[Location labeling records]

--- start ---

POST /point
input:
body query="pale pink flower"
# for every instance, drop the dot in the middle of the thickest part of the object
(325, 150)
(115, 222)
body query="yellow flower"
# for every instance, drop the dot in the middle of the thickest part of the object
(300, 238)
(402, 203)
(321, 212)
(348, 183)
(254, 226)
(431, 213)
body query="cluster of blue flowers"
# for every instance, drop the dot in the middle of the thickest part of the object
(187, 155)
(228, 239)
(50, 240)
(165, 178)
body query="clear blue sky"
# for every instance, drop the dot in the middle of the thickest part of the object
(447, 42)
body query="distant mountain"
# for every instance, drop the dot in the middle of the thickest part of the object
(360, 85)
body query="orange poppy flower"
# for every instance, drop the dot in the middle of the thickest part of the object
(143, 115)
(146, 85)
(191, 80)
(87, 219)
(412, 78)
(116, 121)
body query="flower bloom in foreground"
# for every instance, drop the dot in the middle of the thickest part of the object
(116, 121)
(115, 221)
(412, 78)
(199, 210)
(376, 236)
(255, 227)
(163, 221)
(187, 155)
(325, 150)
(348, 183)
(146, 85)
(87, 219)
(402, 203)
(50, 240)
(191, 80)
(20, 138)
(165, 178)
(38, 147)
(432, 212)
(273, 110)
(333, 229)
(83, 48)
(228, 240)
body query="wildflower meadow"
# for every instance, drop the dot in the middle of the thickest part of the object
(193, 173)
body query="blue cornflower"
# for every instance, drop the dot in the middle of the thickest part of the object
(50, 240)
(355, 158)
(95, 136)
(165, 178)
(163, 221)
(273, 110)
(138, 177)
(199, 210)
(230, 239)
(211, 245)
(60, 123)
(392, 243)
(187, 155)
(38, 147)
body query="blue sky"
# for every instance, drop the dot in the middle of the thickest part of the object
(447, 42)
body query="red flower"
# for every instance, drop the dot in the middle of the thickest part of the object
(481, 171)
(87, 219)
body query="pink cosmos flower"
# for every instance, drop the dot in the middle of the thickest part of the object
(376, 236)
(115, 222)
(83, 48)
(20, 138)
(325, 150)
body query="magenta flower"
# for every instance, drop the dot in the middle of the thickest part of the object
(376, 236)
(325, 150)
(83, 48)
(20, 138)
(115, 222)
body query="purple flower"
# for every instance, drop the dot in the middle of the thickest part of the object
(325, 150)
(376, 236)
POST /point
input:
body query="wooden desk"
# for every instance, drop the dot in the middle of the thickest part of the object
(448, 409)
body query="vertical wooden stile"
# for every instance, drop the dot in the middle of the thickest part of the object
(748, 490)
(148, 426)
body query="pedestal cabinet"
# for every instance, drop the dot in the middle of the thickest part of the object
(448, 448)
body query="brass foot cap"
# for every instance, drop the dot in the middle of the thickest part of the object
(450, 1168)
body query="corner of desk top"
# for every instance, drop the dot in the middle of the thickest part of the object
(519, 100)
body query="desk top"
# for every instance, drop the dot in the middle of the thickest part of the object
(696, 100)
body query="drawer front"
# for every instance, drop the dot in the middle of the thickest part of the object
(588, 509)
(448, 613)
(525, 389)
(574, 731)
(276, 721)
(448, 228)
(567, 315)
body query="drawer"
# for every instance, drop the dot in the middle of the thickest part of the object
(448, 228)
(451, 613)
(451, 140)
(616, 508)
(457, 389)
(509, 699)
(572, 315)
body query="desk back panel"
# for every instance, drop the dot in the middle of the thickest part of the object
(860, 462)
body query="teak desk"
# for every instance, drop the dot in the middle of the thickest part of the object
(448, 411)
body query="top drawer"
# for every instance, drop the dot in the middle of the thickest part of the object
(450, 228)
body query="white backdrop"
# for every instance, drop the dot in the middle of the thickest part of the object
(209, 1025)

--- end ---

The full set of records should be duplicated exactly.

POST /point
input:
body query="pale pink flower"
# for every instance, drop the dot in the middle of the thickest part of the object
(325, 150)
(115, 222)
body query="yellow flower"
# for every instance, drop the dot in the middle of the thickest part of the object
(300, 238)
(402, 203)
(321, 212)
(348, 183)
(254, 226)
(431, 213)
body query="cluster of blue flowers"
# for every instance, drop the dot in the middle of the thickest part of the object
(187, 155)
(228, 239)
(50, 240)
(165, 178)
body query="clear blue sky"
# for every instance, drop the dot in the middle of the thickest part of the object
(447, 42)
body query="distant mountain"
# for every instance, drop the dot in the middle of the thickest part of the object
(360, 85)
body query="orange poppy flower"
# for every instance, drop the dot in the middle of the thickest part of the object
(143, 115)
(146, 85)
(191, 80)
(87, 219)
(412, 78)
(116, 121)
body query="flower bloom in foreground"
# for every instance, drop the dot in the middle of the thickest part of the object
(116, 121)
(115, 221)
(412, 78)
(199, 210)
(376, 236)
(255, 227)
(163, 221)
(187, 155)
(325, 150)
(348, 183)
(146, 85)
(87, 219)
(402, 203)
(50, 240)
(191, 80)
(20, 138)
(165, 178)
(38, 147)
(432, 212)
(273, 110)
(333, 229)
(83, 48)
(228, 240)
body query="wildflower meadow"
# for every instance, drop the dot in the middle of the thickest part of the object
(193, 173)
body query="blue cornflower"
# for every instance, drop the dot in the middle of the thickest part of the object
(50, 240)
(355, 158)
(95, 136)
(165, 178)
(163, 221)
(273, 110)
(138, 177)
(199, 210)
(230, 239)
(211, 245)
(60, 123)
(392, 243)
(187, 155)
(38, 147)
body query="blue sky"
# for every instance, drop the dot in the middle of the thickest part of the object
(447, 42)
body query="red flower"
# for every instance, drop the dot in the middle of the thickest part of the object
(481, 171)
(87, 219)
body query="pink cosmos flower"
# for every instance, drop the dot in the middle of the thickest part of the object
(376, 236)
(115, 222)
(83, 48)
(20, 138)
(325, 150)
body query="magenta flower"
# for every instance, drop the dot in the middle of the thickest part of the object
(376, 236)
(325, 150)
(83, 48)
(20, 138)
(115, 222)
body query="purple flower"
# for every instance, drop the dot in the middle of the thickest part of the object
(325, 150)
(376, 236)
POST /point
input:
body query="wooden desk"
# for every instance, drop the dot in the middle of the thickest part of the object
(448, 409)
body query="vertical wooden stile"
# for every instance, drop the dot in the middle of the thickest part of the object
(748, 490)
(148, 426)
body query="pedestal cabinet"
# for every instance, drop the dot in the middle of the thickest part of the object
(448, 448)
body query="brass foot cap"
# for every instance, drop the dot in the middle of the thickest part of the object
(450, 1168)
body query="corner of desk top"
# for every instance, drop the dot in the middle of the thickest part of the object
(519, 100)
body query="desk top"
# for every instance, drop the dot in the middle of the thickest part of the object
(696, 100)
body query="drawer front"
# for every instance, drop the dot in the middle of the thickest part of the object
(588, 509)
(448, 613)
(525, 389)
(574, 731)
(276, 721)
(448, 228)
(567, 315)
body query="drawer"
# for every instance, drop the dot in the middle of the thickest part of the object
(448, 228)
(451, 613)
(451, 140)
(616, 508)
(457, 389)
(509, 699)
(572, 315)
body query="desk back panel"
# for every instance, drop the dot in the middle of the thickest part of the object
(860, 462)
body query="teak desk"
# for every instance, drop the dot in the middle of the thickest part of the object
(448, 411)
body query="top drawer"
# for every instance, drop the dot in the middle of the thickest part of the object
(450, 228)
body query="white backdrop"
# for every instance, drop the dot in the middle of the thickest part of the object
(209, 1025)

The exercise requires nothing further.